● **Consigne**
Répondez brièvement aux questions ci-dessous d'après le texte sur le référendum genevois.
(a) Quel est le montant du fonds dont la création est contestée ?
(b) Quels partis ont lancé le référendum contre ce fonds ?
(c) À quoi le droit ordinaire renvoie-t-il celles et ceux qui n'ont pas accès aux prestations de l'Hospice Général ?

● **Texte source**
=-=-=-=-=
Genève : Référendum de la honte contre l'aide d'urgence aux plus démunis

 


Retour au XIXe siècle ?

D'entre les enjeux de la votation du 7 mars, il en est un, cantonal genevois, qu'on devrait prendre garde à ne pas laisser être voilé par ce qui tient  lieu de débat autour de la burqa, du niqab et du passe-montagne : la création d'un fonds de 15 millions de francs pour venir en aide aux plus démunis, mis par la pandémie encore plus à mal qu'il ne le sont d'ordinaire. La création de ce fonds est contestée par un référendum lancé par la droite de la droite (l'UDC et le MCG), pour la seule raison que l'aide qu'il financerait ne serait pas discriminatoire à l'encontre des personnes sans statut légal. Cette aide irait prioritairement aux salariés et salariées,indépendants et indépendantes, étudiants et étudiantes exerçant ponctuellement des activités rémunérées, travailleuses et travailleurs du sexe, artistes indépendants, toutes et tous privés d'accès aux soutiens financiers fédéraux, cantonaux et municipaux ou ne recevant de tels soutiens qu'au terme d'un délai trop long pour leur permettre de ne pas sombrer tout à fait dans la pauvreté.  Pourquoi fallait-il une loi ? Parce que le droit ordinaire ne prévoit aucune aide publique pour celles et ceux qui n'ont pas d accès aux prestations de l'Hospice Général. Et les renvoie donc à la charité privée. Comme au XIXe siècle. On dira évidemment OUI à une loi du XXIe siècle et à la plus élémentaire des solidarités avec les premières victimes de la crise, qui étaient déjà les plus démunies avant et le sont plus encore depuis.
=-=-=-=-=
● **Données recueillies**
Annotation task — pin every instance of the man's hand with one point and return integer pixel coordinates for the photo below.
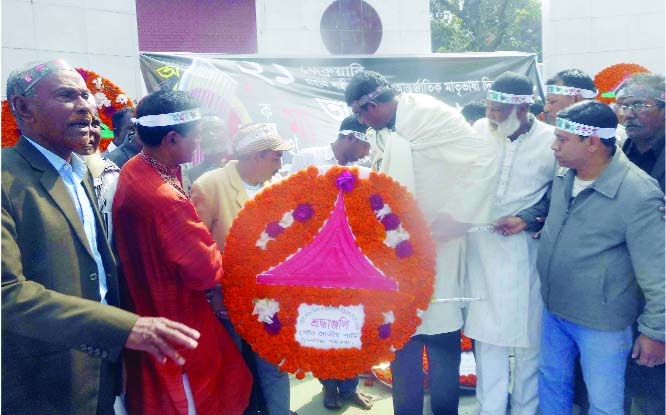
=-=-=-=-=
● **Réponse attendue**
(a) 15 millions de francs.
(b) L'UDC et le MCG.
(c) À la charité privée.